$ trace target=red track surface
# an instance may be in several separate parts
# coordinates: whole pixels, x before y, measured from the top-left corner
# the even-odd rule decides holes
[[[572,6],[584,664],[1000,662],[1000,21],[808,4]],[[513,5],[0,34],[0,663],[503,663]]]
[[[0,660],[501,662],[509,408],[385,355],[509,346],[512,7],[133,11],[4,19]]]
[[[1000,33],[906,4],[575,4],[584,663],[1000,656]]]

........

## Written instruction
Quote all of the data above word for word, keeping each line unchanged and in its original order.

## Solved exercise
$ trace target=red track surface
# an instance may be in several separate parts
# coordinates: whole pixels, x before y, measured from the top-left corner
# the even-odd rule decides holes
[[[572,6],[584,664],[1000,662],[1000,21],[808,4]],[[513,5],[0,34],[0,663],[503,663]]]
[[[0,660],[501,662],[509,408],[385,355],[509,346],[512,7],[133,11],[4,19]]]
[[[1000,33],[906,4],[575,4],[584,663],[1000,656]]]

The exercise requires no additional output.